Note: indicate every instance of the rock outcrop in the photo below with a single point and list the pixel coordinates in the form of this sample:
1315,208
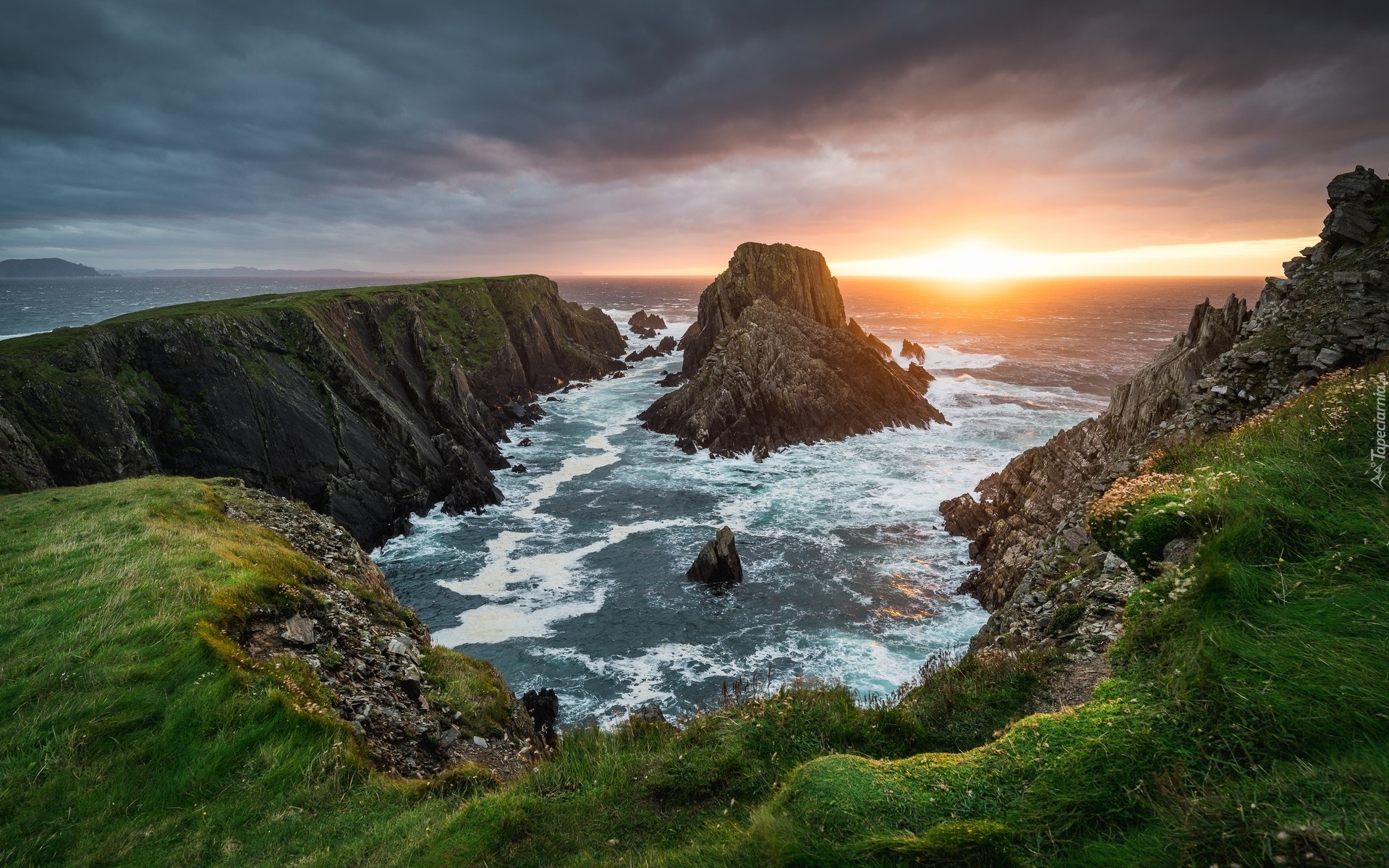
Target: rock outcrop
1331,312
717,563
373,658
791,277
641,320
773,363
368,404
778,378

┄┄┄┄┄┄┄┄┄┄

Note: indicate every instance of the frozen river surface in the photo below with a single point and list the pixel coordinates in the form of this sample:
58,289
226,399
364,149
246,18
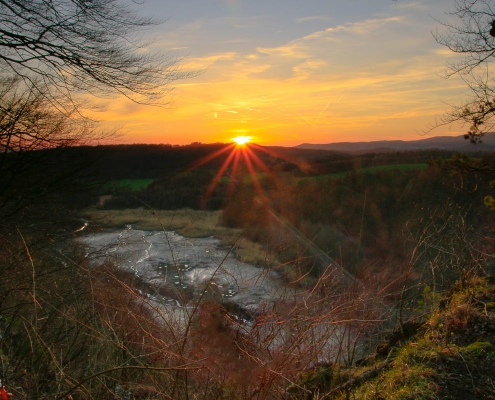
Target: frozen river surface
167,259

┄┄┄┄┄┄┄┄┄┄

Select every line of the items that contains the string "this", and copy each such line in full. Case counts.

Note: indicate every instance of the rock outcrop in the photo below with a single point and list the pixel coordinates in the form of this sample:
Note: indicate every instance of the frozen river surface in the photo below with a single point and list the pixel coordinates in the form of this sample:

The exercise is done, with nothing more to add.